> [SELECTED TEXT]:
■ ■ ■ ■
D.C. officials are celebrating a continuing decline in the city’s HIV/AIDS rate.

According to a new report from the D.C. Department of Health, the number of new HIV cases in the city decreased by 46 percent from 2007 to 2011, falling from 1,333 to 718.

"I think we’re turning a corner," said Mayor Vince Gray at a press conference announcing the new numbers.

He said that the city’s aggressive outreach programs and its ability to find residents who are HIV-positive and connect them to necessary health services means that not only are fewer people getting the disease, but those that have it are living longer.

"HIV and AIDS are no longer a death sentence," Gray said. "The quality of life that people can experience who are living with AIDS is quite phenomenal by comparison to the past, when people who contracted full-blown AIDS were subject to some pretty dire circumstances."

He said that in 2011, 80 percent of residents diagnosed with HIV were connected to necessary care within three months, up from 50 percent in 2008.

That, say city officials, is responsible for the higher number of residents that live with the disease. The number of HIV-positive residents living with the disease has increased from 2007 to 2011, rising from 12,635 to 15,056.
■ ■ ■ ■
> [DATASET]:

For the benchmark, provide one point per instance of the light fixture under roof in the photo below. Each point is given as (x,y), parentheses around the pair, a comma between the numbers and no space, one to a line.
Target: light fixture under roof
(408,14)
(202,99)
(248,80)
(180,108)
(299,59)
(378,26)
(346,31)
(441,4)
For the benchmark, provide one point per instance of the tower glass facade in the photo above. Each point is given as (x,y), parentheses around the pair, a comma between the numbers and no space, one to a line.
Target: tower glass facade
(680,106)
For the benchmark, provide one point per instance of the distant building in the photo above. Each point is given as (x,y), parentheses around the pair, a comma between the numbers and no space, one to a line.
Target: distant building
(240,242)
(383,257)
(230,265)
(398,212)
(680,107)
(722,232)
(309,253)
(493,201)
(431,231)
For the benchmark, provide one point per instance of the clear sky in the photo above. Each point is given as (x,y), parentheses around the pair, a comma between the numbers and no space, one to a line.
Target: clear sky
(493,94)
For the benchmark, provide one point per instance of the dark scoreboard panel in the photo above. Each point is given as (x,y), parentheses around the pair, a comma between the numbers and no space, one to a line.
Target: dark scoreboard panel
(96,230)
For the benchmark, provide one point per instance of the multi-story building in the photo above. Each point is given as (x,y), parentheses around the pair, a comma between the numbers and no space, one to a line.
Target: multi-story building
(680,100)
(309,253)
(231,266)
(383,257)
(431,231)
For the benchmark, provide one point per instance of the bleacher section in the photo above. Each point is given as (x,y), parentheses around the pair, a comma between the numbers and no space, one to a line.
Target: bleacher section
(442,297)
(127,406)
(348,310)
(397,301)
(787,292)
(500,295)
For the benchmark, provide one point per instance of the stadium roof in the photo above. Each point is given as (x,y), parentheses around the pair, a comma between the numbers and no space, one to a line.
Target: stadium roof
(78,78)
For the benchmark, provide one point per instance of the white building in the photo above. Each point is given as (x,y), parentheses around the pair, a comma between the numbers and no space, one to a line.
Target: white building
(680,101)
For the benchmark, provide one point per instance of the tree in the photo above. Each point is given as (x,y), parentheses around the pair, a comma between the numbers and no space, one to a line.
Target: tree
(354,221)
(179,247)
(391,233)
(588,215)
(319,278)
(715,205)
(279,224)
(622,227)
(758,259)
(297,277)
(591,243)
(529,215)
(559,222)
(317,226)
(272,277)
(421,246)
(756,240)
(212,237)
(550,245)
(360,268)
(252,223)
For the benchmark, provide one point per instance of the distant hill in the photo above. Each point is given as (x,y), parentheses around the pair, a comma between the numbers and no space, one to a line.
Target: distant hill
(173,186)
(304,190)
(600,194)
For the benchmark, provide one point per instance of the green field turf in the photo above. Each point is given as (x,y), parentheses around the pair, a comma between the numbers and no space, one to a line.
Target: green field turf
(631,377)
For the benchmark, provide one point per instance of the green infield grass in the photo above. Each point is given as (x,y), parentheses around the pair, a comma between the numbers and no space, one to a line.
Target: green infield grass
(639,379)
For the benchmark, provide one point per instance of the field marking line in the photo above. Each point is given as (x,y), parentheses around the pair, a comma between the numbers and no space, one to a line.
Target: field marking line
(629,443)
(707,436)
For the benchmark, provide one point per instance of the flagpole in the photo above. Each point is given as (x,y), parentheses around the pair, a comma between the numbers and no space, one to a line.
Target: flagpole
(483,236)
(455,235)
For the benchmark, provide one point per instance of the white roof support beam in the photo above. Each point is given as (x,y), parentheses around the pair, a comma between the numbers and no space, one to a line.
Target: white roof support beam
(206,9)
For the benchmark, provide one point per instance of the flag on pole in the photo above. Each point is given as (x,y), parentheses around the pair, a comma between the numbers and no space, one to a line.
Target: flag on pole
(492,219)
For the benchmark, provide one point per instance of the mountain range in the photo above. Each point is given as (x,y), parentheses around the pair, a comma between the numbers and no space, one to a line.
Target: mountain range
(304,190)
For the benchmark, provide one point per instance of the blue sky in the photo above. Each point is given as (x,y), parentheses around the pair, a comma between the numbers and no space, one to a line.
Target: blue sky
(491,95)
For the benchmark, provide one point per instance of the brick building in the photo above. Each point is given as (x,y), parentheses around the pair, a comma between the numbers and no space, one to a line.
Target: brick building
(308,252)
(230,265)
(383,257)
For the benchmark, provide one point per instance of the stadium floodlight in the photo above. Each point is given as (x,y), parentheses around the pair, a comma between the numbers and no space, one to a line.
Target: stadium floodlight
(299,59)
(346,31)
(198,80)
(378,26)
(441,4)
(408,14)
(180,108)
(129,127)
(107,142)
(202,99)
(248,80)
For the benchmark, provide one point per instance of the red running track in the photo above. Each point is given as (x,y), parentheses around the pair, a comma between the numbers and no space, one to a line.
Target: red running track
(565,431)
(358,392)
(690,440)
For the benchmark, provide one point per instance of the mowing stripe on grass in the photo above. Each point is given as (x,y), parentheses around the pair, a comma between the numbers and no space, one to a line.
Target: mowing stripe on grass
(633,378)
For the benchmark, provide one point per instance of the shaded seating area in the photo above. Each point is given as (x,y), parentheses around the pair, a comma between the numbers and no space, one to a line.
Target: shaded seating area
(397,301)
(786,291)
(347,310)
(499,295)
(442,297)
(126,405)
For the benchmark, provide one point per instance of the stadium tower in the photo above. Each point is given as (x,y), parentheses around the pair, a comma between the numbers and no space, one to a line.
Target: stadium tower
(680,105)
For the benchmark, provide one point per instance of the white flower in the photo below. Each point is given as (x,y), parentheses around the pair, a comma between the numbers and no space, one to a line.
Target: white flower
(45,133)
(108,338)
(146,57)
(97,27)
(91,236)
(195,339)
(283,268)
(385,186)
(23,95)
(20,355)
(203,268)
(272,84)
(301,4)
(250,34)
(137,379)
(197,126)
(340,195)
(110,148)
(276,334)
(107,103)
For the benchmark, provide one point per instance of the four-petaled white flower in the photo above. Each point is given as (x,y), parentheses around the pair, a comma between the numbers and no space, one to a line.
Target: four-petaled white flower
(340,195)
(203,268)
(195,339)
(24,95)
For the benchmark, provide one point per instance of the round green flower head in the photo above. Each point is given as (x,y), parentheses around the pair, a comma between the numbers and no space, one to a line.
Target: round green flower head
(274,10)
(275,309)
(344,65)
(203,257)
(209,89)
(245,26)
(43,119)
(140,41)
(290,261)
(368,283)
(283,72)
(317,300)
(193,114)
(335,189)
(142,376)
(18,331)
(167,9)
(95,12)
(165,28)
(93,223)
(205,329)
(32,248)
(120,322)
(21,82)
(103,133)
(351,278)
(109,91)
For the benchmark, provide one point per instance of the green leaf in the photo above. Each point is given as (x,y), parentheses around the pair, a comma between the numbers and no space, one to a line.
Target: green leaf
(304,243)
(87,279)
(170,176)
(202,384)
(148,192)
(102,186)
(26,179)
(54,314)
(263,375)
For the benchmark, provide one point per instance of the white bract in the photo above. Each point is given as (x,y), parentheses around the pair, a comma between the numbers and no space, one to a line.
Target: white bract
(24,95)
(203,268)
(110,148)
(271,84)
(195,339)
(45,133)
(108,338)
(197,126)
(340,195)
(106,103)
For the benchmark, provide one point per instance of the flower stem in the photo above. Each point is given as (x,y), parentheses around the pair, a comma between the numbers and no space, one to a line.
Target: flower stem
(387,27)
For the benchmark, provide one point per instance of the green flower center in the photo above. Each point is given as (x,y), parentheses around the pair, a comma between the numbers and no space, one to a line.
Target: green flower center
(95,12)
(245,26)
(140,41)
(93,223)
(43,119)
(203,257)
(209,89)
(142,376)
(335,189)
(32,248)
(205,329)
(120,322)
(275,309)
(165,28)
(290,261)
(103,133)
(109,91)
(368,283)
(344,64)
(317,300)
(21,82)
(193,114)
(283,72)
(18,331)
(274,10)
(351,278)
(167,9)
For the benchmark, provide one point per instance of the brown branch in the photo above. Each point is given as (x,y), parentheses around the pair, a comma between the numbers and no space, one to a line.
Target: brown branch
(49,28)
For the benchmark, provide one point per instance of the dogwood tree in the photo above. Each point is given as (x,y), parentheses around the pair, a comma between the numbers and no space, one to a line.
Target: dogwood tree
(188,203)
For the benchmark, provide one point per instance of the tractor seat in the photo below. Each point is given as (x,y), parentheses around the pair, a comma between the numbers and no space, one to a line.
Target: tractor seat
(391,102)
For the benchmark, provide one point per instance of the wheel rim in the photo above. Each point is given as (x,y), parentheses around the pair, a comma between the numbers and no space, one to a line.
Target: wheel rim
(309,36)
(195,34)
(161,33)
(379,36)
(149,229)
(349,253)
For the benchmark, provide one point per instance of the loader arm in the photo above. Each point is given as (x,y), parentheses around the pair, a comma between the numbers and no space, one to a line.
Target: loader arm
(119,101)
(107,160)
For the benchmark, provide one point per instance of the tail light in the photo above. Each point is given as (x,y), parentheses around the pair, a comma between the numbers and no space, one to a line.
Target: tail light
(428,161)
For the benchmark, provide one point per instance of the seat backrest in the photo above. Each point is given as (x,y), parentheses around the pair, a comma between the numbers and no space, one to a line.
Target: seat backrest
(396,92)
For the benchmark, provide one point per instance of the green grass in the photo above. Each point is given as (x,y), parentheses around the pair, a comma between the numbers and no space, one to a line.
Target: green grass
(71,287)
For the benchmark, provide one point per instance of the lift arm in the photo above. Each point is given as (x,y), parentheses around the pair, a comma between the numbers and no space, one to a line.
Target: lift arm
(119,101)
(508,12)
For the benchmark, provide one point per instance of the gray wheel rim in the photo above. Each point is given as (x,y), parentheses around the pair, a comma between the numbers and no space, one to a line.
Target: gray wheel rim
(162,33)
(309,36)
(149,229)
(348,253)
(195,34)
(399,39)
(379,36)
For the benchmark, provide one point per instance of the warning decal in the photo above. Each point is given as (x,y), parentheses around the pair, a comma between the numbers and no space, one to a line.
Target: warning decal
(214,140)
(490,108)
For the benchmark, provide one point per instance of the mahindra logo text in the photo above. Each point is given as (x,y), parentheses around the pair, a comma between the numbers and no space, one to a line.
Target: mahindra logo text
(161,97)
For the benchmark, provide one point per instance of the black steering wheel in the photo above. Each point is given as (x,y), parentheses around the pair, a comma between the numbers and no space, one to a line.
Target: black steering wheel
■ ■ ■ ■
> [PROMPT 1]: According to the HIV article, by what percentage did the number of new HIV cases in D.C. fall from 2007 to 2011?
> [PROMPT 2]: Write out the HIV article word for word, from "According to a" up to and including "1,333 to 718.".
The entries are separate material, unrelated to the HIV article.

> [EXPECTED ANSWER 1]: By 46 percent, from 1,333 to 718.

> [EXPECTED ANSWER 2]:
According to a new report from the D.C. Department of Health, the number of new HIV cases in the city decreased by 46 percent from 2007 to 2011, falling from 1,333 to 718.